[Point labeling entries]

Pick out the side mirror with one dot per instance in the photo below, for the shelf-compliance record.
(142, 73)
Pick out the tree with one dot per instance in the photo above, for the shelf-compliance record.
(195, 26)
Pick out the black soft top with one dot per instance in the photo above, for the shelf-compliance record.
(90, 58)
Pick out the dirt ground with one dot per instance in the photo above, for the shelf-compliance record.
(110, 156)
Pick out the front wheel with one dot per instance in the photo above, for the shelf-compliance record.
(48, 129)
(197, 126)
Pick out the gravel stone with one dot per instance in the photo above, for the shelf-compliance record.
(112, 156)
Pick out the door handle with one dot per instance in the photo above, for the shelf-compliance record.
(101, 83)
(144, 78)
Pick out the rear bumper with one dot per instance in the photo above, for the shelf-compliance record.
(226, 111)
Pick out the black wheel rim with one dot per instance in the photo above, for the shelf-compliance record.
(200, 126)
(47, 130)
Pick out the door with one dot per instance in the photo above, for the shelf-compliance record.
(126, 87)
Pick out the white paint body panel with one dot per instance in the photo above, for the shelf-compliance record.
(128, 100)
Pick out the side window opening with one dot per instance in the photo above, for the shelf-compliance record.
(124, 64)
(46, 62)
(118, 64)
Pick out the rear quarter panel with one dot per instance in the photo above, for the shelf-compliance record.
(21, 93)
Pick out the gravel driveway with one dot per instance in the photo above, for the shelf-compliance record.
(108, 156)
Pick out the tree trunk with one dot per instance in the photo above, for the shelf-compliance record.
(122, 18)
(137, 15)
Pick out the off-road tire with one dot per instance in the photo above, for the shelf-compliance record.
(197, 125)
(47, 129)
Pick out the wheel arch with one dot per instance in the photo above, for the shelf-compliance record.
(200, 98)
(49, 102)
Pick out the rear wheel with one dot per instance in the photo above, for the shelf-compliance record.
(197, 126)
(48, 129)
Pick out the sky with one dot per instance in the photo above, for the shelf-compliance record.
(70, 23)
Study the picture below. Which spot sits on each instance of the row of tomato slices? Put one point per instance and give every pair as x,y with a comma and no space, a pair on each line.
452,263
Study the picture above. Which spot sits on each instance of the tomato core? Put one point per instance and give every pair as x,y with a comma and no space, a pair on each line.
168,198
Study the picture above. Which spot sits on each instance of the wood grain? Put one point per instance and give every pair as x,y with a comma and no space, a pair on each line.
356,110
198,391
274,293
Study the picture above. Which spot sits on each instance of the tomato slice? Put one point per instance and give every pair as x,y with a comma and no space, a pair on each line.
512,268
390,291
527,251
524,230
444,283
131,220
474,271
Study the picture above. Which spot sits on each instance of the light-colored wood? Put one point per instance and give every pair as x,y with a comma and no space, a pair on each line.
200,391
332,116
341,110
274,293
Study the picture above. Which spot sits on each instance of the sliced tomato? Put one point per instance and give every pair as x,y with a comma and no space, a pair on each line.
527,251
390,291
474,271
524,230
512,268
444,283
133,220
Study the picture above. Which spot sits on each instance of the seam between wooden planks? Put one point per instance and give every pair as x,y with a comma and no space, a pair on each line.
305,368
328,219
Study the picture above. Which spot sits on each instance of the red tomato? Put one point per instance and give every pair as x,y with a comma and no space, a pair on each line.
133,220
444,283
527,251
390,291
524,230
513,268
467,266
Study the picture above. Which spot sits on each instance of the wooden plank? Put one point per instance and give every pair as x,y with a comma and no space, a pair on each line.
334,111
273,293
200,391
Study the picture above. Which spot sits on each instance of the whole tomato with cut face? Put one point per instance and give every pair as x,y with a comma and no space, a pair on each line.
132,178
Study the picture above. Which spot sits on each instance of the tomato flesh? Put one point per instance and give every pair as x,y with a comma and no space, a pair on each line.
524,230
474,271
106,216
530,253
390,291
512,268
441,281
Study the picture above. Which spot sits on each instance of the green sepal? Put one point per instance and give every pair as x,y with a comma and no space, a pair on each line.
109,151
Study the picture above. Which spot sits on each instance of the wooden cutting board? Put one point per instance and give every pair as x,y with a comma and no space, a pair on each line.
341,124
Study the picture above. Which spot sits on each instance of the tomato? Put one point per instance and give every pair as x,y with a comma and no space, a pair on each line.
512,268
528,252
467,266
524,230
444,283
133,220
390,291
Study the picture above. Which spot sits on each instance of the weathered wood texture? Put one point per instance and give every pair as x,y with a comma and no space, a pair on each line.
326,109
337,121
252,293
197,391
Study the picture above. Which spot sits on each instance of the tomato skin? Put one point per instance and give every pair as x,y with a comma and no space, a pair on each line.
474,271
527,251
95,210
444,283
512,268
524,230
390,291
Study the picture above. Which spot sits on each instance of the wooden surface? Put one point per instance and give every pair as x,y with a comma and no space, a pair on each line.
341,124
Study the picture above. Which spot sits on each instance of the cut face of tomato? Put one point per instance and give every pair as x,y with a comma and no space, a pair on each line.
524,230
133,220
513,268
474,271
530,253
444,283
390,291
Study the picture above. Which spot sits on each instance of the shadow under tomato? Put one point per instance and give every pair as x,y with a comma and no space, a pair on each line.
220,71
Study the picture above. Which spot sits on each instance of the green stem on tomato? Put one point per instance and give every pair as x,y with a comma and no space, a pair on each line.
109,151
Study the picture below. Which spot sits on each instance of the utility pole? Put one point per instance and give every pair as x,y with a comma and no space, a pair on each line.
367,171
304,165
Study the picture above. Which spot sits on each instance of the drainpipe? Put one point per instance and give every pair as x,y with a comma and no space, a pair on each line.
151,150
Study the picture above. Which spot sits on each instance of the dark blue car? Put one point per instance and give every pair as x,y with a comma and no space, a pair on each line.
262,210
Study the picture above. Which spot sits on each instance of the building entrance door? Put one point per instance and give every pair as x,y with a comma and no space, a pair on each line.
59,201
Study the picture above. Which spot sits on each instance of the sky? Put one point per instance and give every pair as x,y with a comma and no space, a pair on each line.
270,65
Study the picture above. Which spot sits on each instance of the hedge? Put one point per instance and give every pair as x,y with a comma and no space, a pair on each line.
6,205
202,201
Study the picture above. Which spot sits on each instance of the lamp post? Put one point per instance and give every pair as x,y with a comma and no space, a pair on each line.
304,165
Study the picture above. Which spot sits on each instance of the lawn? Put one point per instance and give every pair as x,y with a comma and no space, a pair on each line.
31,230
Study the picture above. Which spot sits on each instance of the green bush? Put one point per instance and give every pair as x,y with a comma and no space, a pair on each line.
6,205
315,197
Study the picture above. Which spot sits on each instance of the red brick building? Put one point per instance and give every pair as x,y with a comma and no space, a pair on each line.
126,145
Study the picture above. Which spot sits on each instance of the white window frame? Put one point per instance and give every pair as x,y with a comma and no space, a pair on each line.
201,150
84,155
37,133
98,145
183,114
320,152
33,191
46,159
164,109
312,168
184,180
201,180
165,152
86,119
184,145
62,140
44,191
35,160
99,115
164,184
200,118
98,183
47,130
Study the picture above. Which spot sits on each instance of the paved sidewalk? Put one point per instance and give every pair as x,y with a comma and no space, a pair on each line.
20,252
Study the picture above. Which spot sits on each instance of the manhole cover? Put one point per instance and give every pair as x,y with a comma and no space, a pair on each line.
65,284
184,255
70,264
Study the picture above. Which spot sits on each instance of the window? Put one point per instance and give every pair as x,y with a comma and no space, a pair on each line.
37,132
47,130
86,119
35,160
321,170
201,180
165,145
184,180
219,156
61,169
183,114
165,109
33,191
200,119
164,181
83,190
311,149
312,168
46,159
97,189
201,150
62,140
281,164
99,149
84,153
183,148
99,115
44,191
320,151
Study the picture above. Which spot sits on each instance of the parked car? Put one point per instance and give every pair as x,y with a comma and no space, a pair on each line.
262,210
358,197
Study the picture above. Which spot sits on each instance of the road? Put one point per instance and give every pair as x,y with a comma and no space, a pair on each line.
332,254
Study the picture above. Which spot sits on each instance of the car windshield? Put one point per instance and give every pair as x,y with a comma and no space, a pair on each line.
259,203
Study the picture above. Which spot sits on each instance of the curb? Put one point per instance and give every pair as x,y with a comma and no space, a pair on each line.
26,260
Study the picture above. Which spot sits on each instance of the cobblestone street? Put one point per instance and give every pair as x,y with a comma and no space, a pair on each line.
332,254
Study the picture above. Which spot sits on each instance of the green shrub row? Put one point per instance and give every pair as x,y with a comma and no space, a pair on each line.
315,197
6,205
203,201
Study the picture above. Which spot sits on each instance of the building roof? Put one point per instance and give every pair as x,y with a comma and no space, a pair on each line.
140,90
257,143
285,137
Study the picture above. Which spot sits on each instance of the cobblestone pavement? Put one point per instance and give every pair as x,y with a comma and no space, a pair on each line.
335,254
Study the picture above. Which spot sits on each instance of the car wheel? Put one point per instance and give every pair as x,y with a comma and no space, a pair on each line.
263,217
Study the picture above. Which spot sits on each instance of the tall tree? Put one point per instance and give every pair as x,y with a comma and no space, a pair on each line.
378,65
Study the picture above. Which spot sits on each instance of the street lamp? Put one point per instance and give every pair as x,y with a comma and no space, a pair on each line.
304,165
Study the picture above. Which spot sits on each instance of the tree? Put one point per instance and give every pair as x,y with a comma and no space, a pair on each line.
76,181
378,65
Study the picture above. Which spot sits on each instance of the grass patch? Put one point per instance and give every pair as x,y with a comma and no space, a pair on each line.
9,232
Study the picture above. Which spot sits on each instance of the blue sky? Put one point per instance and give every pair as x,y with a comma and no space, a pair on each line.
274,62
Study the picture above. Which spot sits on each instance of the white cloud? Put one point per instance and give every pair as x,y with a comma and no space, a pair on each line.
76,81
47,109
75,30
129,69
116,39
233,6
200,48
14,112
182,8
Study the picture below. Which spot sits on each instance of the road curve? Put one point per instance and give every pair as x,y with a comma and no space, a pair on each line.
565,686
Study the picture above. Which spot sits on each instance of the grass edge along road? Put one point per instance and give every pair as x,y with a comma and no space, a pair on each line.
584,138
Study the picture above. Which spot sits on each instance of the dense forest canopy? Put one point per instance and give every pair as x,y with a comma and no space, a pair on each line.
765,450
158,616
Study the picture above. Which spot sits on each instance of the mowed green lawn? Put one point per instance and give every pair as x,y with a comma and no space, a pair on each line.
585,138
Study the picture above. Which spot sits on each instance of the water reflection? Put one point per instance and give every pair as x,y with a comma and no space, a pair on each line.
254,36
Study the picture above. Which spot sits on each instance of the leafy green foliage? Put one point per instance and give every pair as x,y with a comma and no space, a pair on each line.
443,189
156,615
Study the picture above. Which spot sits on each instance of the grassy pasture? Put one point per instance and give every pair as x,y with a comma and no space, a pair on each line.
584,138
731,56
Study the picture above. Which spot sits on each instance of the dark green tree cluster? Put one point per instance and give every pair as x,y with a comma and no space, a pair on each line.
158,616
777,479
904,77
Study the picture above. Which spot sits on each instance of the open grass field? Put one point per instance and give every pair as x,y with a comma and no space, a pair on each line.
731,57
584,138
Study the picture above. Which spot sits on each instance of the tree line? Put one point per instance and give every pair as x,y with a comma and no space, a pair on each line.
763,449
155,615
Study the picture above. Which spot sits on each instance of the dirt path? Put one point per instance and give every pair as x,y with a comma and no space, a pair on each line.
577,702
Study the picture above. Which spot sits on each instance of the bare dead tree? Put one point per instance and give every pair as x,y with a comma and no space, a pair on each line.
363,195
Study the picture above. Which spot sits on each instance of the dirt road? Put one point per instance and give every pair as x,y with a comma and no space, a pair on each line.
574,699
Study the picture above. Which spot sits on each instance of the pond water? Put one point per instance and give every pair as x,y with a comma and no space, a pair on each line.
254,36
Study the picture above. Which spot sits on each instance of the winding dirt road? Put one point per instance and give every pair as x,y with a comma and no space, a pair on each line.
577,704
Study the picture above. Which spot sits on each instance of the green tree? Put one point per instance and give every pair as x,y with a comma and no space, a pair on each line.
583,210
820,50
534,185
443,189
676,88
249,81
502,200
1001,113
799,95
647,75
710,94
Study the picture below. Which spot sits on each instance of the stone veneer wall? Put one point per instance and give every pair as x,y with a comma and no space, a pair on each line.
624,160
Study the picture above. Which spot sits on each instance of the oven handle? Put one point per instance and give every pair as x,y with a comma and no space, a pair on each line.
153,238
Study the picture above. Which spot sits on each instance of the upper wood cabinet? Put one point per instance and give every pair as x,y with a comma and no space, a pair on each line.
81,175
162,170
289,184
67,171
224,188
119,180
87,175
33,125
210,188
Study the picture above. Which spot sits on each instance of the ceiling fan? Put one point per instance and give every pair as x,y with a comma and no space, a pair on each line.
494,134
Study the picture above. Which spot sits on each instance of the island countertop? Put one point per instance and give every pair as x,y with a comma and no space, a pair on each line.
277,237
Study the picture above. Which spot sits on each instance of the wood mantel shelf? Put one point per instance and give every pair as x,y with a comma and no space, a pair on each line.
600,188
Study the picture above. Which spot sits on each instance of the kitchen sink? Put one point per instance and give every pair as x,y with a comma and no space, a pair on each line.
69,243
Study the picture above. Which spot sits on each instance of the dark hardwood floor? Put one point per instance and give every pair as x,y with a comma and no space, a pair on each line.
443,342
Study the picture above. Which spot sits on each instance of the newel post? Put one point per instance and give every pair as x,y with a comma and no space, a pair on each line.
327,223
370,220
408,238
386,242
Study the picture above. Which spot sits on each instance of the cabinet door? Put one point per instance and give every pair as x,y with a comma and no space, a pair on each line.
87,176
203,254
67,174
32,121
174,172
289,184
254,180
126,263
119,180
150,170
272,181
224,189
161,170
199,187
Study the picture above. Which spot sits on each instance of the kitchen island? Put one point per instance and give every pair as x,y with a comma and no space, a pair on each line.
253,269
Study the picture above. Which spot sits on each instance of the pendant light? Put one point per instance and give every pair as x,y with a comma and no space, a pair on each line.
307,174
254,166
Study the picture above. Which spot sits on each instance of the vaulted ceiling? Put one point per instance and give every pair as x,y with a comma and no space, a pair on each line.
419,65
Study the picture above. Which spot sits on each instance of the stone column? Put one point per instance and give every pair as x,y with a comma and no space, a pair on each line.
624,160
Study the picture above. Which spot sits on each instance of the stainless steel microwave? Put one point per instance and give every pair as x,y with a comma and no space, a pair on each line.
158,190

### Set exercise
Lay out the entries above as a Markdown table, starting at the line that contains "the stone column?" and ending at the last line of the entries. Use the columns Row and Line, with one numbered row per line, and leave out any blank lines.

### Output
| Row | Line |
|---|---|
| 1 | Study the picture above. Which spot sits on each instance of the stone column? Put one point per instance and give every pair as x,y with a comma and no space, a pair on each line. |
| 2 | 624,160 |
| 3 | Study the picture above. Which spot sits on each instance of the stainless steel microwave? Put one point per instance and give every pair as x,y with a comma and no space, a pair on each line. |
| 4 | 158,190 |